* **EXTRAIT DU DOCUMENT**
==*==
Le fils gai
Dernièrement, une femme est venue me consulter pour quelque chose qui la troublait beaucoup.
Elle a commencé par me parler avec fierté de ses trois enfants, qu’elle a élevés seule, sans l’aide matérielle ou financière de leur père. En tant qu’immigrante, les possibilités qui s’offraient à elle étaient limitées. Elle occupait deux emplois à temps plein. Elle rentrait chez elle pour manger en vitesse après sa journée de travail, avant d’aller faire son quart de soir dans une autre entreprise. C’était le sacrifice qu’elle était prête à faire pour pouvoir inscrire ses enfants à l’université.
Les résultats sont impressionnants. Sa fille est chirurgienne, un de ses fils est un ingénieur de haut calibre et son fils cadet a récemment obtenu une des deux seules places réservées aux étudiants étrangers dans une école de médecine des plus réputées.
Puis, elle en est venue au but de sa visite : son fils qui étudie en médecine vient de lui confier qu’il est gai et qu’il vit avec un homme. Elle était dans tous ses états. Qu’avait-elle fait de mal? Son fils avait-il été victime d’abus? Fallait-il blâmer l’alcoolisme du père biologique? Y avait-il quelque chose à faire pour régler le «problème»?
En tant que psychologue, je travaille avec de nombreux collègues et clients gais. Ils marchent et parlent comme n’importe quel autre être humain, et leur apparence ne diffère en rien de la normale. Je me rappelle une collègue qui m’a annoncé un jour son homosexualité. Elle m’a remercié de ne pas l’avoir jugée. Je lui ai répondu : «Eh bien, personne ne m’a enseigné à être attiré par les femmes. Ça s’est fait tout seul. J’imagine que c’est la même chose pour toi.»
==*==
* **CONSIGNE**
Reprenez le récit sur le fils gai et poursuivez-le à partir de sa dernière phrase.

Descriptions de zones en langage naturel
==*==
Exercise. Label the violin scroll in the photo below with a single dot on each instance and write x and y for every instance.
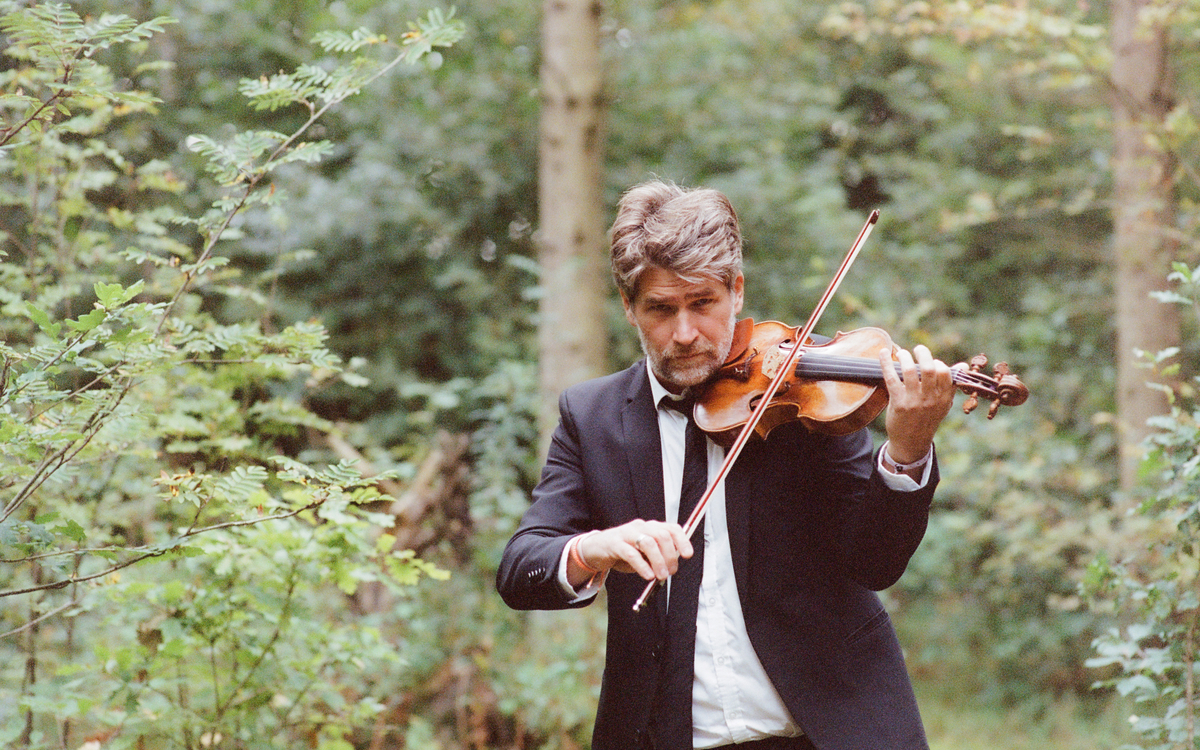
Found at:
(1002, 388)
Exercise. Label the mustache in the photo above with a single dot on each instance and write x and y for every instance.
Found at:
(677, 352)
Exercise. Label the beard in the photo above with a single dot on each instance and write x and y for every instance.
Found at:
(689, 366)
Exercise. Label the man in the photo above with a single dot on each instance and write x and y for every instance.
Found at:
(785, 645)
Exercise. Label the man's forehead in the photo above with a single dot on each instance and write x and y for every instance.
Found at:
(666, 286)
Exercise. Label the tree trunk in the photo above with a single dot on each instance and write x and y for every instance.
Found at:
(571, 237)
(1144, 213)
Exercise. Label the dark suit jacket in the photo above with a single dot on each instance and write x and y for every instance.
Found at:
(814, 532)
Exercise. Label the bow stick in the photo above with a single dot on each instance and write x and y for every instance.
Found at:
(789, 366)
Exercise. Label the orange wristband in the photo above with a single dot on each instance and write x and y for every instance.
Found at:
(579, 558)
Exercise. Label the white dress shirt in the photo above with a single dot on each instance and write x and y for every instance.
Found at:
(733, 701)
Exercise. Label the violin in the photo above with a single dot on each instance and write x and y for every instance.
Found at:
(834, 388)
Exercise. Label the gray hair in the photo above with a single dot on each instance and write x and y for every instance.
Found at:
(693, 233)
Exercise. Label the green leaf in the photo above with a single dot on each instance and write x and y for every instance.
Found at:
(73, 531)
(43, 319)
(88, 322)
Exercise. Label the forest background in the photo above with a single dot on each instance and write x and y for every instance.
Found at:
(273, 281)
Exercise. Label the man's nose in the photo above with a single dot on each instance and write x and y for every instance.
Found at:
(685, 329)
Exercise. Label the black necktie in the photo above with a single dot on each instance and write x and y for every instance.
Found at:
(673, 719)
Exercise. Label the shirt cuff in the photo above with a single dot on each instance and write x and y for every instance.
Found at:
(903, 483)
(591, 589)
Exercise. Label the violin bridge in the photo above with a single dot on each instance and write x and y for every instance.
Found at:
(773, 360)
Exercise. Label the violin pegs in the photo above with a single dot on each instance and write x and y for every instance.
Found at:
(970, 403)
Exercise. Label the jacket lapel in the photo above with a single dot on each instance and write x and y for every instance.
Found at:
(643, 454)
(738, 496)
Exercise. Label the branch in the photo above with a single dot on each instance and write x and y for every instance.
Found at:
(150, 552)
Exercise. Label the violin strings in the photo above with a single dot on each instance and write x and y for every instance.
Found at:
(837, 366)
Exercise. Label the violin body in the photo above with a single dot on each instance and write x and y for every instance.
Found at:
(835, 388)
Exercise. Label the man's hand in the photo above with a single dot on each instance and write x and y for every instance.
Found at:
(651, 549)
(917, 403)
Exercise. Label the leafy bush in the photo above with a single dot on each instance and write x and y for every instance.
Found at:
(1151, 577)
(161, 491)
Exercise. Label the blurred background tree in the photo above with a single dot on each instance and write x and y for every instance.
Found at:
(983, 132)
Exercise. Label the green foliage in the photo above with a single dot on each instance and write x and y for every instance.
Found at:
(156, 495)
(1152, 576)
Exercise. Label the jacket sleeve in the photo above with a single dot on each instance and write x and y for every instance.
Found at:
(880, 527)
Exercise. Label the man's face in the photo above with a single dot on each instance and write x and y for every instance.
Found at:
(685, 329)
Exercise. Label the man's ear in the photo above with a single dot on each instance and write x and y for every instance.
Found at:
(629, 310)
==*==
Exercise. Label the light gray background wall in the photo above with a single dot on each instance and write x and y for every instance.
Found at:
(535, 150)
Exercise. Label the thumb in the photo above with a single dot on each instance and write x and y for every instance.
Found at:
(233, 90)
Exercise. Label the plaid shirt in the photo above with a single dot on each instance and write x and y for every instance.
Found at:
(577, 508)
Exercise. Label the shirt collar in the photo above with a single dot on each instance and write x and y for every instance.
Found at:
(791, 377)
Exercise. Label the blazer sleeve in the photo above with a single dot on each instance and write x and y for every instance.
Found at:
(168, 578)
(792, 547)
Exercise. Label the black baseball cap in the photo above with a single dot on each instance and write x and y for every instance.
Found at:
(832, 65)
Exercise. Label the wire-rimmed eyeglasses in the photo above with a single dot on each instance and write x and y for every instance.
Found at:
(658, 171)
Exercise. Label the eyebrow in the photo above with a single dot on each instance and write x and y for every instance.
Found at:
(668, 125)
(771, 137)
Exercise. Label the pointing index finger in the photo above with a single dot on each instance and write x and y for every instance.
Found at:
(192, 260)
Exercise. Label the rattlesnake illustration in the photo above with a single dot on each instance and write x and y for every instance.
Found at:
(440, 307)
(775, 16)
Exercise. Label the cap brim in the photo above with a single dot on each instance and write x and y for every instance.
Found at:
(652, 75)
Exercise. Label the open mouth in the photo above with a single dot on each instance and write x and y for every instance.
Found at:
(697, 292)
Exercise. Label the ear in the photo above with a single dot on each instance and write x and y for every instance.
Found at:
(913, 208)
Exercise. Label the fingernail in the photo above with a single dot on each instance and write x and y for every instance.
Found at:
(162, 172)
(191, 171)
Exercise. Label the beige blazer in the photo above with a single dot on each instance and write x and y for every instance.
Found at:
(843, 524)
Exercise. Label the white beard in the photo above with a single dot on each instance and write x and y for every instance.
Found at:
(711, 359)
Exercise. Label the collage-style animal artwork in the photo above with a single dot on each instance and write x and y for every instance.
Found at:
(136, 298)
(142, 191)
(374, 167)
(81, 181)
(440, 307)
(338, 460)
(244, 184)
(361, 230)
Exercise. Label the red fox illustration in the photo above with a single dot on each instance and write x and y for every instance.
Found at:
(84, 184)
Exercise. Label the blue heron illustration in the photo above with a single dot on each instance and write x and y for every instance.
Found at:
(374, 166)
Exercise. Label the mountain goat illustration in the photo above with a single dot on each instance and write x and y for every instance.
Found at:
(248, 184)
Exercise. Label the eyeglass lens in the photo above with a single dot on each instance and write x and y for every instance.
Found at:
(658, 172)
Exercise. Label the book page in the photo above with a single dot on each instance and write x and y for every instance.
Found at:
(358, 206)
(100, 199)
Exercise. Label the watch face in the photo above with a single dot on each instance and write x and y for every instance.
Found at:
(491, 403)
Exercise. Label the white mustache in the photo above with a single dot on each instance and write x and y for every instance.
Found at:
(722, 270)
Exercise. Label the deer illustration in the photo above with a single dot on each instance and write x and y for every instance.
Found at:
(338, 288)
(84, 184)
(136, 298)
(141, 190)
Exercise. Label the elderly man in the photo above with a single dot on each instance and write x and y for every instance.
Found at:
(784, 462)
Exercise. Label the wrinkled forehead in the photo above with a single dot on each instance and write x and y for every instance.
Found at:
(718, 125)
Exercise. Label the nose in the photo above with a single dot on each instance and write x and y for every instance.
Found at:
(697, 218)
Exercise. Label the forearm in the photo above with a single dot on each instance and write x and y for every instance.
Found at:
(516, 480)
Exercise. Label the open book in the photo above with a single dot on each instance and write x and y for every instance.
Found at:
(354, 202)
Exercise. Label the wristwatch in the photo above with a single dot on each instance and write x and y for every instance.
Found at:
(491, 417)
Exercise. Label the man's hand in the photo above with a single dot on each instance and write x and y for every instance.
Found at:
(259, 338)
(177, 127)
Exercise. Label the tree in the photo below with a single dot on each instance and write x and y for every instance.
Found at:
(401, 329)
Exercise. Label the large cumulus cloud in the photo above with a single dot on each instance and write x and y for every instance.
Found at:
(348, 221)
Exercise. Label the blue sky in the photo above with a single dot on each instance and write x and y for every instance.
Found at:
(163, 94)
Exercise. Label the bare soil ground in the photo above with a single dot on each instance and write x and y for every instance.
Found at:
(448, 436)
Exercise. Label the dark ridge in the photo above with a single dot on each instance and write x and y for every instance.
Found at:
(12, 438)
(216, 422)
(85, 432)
==*==
* **CORRIGÉ**
Je sais que dans d’autres cultures, l’homosexualité n’est pas considérée de la même façon qu’au Canada, et je peux me mettre à la place de cette femme qui est venue me voir, et qui a grandi dans un monde différent. Cela dit, l’attrait sexuel n’est pas quelque chose qu’on peut changer. Chez les embryons, il n’y a pas de différenciation sexuelle. Le sexe apparaît graduellement, sous l’influence hormonale, dans le développement du fœtus. Selon toutes les probabilités, ce processus ne se termine pas de la même façon chez tous.
Je ne sais pas pour vous, mais en ce qui me concerne, je n’ai pas eu mon mot à dire dans mon développement biologique lorsque ma mère me portait. L’apprentissage et la culture ont un rôle à jouer dans l’identité sexuelle, mais il s’agit surtout de la façon dont les gais se voient et de la façon dont les autres les voient. Nous sommes qui nous sommes, et la plupart d’entre nous choisissent un partenaire sexuel selon ce qui leur semble le plus naturel. Aucune thérapie ne peut changer ça, et aucune n’est de toute manière nécessaire. L’amour, c’est l’amour. Ce n’est pas plus compliqué que ça.
Alors, voici ce que j’ai dit à cette femme : «Rentrez chez vous, téléphonez à votre fils, et dites-lui que vous l’aimez. Puis, continuez d’être fière de lui.»